**Passage provided:**
· · · · · · ·

Across the Pastor’s Desk: Christmas season shows God’s love
Published 4:34 pm Thursday, December 21, 2017
Across the Pastor’s Desk by Don Rose
Don Rose is the pastor of Mansfield and United Lutheran churches.
Advent waiting, watching and hope are nearly ended as the anticipated celebration of Christmas is at hand. Now the question that might need to be asked is what will be celebrated? Western culture has become consumed with things and acquisitions. Worth is measured by how much a person has or the position that has been achieved, according to the standards of this world. As a result, the separation of haves and have-nots becomes even more apparent. The message of the world that the haves rule becomes reinforced.

· · · · · · ·

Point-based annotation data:
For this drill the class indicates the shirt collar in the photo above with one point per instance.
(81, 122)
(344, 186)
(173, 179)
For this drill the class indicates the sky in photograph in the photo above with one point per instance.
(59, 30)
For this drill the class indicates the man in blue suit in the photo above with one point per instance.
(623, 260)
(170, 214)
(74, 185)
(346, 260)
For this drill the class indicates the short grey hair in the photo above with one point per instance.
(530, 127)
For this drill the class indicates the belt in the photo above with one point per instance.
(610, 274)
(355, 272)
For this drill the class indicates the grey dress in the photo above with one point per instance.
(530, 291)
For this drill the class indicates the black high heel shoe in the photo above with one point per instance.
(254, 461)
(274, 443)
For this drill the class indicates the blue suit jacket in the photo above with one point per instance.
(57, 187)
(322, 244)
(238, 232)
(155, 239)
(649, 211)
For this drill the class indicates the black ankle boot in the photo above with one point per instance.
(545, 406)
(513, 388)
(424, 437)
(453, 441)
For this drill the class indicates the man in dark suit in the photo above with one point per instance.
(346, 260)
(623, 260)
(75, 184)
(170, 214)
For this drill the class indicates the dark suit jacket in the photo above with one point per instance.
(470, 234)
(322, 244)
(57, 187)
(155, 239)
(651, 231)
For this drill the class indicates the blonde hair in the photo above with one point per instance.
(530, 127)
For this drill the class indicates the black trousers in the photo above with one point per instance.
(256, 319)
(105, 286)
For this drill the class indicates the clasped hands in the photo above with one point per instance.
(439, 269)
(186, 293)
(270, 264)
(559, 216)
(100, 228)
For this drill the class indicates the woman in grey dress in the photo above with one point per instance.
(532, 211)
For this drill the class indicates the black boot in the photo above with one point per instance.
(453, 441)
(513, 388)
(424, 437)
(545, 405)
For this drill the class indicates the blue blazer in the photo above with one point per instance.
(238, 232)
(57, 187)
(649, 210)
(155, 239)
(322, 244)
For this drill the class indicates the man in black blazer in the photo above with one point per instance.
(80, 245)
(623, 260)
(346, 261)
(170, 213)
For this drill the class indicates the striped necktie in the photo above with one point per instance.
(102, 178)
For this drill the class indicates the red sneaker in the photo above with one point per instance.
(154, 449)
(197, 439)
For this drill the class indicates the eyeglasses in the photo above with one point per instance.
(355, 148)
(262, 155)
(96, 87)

· · · · · · ·

**Exercise tasks:**
1. According to the pastor's column, which churches does Don Rose lead as pastor?
2. Convert the entries starting at the line that contains "For this drill the class indicates the man in black" and ending at the final line of the entries into a JSON list of strings, one string per line, with blank lines left out.
The entries have no connection to the pastor's column.

**Results:**
1. Don Rose is the pastor of Mansfield and United Lutheran churches.

2.
[
  "For this drill the class indicates the man in black blazer in the photo above with one point per instance.",
  "(80, 245)",
  "(623, 260)",
  "(346, 261)",
  "(170, 213)",
  "For this drill the class indicates the striped necktie in the photo above with one point per instance.",
  "(102, 178)",
  "For this drill the class indicates the red sneaker in the photo above with one point per instance.",
  "(154, 449)",
  "(197, 439)",
  "For this drill the class indicates the eyeglasses in the photo above with one point per instance.",
  "(355, 148)",
  "(262, 155)",
  "(96, 87)"
]